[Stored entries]

• • • • •

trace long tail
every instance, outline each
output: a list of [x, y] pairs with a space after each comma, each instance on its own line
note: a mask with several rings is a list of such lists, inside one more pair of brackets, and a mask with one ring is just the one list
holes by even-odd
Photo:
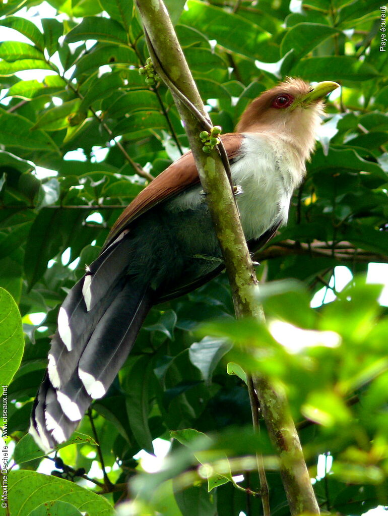
[[147, 282], [126, 274], [132, 246], [119, 237], [59, 309], [29, 429], [45, 451], [68, 439], [93, 399], [106, 393], [153, 304]]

• • • • •

> **Given request**:
Set every line of the rows above into a numbered list, skipping blank lines and omitting the pictures.

> **Exercise solution**:
1. trace long tail
2. every instance, outline each
3. output: a list of [x, y] pairs with a space after each comma, each instance on its own line
4. note: a mask with several rings is a list of such lists, inside one more pair of brackets, and a mask with one ring is just the one list
5. holes by even-odd
6. Photo:
7. [[147, 282], [126, 274], [132, 246], [119, 237], [59, 309], [29, 429], [45, 451], [68, 439], [93, 399], [106, 393], [153, 304]]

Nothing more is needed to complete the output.